:: TEXT EXCERPT

This vote was on an amendment by Mel Martinez, R-Fla., that would reinstate a policy barring aid to international family planning organizations that perform or promote abortion services, even if done with funds not provided by the federal government. The amendment was offered to the bill that would reauthorize and expand the State Children’s Health Insurance Program (SCHIP), which is designed to provide health insurance to children of low-income families who aren’t poor enough to qualify for Medicare.
The policy barring aid to family planning organizations, often called the “Mexico City policy," was first initiated by President Reagan in 1984. President Bill Clinton rescinded the directive; George W. Bush reinstated it as one of his first actions as president, and President Obama again removed it. Martinez’ amendment would again reinstate the policy.
Martinez said over the years, the policy has been “wrongly attacked” and “falsely characterized as a restriction on foreign aid for family planning.”
“This policy is not about reducing aid, but it is instead about ensuring that family planning funds are given to organizations dedicated to reducing abortions, instead of promoting them,” Martinez said. “Reversing this policy means there is no longer a clear line between funding organizations that aim to reduce abortions and those that promote abortions as a means of contraception. If not reversed, the funding would enable organizations to perform and promote abortions in regions such as Latin America, countries in the Middle East, and Africa, where the sanctity of life is not only respected but, in many instances, is the law of the land and, in fact, where strong religious convictions make this practice abhorrent.”

::::
:: DATA TO EXAMINE

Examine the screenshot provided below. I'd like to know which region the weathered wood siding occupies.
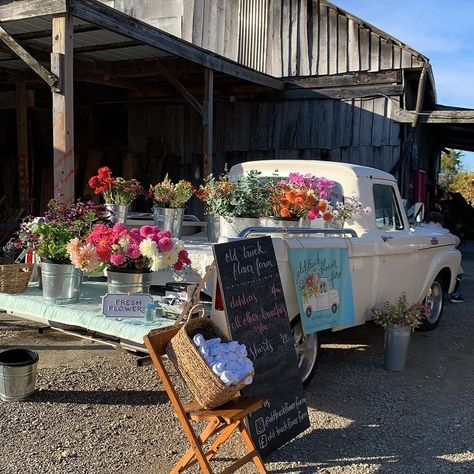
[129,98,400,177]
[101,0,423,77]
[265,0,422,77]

::::
:: DATA TO EXAMINE

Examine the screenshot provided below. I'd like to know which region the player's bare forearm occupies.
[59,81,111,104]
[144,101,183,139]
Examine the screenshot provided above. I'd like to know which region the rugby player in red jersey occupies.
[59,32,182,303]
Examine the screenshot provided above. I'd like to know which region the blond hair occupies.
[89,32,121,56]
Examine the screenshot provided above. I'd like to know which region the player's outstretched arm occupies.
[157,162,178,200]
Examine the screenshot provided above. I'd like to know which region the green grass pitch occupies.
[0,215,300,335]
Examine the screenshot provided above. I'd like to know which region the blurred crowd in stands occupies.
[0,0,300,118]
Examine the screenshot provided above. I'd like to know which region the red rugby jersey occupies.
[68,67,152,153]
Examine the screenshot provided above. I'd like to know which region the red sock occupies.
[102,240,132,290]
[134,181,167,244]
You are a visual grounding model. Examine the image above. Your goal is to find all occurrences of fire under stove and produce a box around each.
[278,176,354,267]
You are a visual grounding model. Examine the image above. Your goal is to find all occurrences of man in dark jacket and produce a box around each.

::::

TASKS AND EXERCISES:
- a) According to the text on the Martinez amendment, which president first initiated the "Mexico City policy," and in what year?
- b) Summarize the text on the Martinez amendment in two sentences.

SOLVED PROBLEMS:
- a) President Reagan initiated it in 1984.

- b) Mel Martinez, R-Fla., offered an amendment to the bill reauthorizing and expanding the State Children's Health Insurance Program that would reinstate the "Mexico City policy," which bars aid to international family planning organizations that perform or promote abortion services. Presidents have repeatedly initiated and rescinded the policy since 1984, and Martinez argued that it is not about reducing aid but about ensuring that family planning funds go to organizations dedicated to reducing abortions.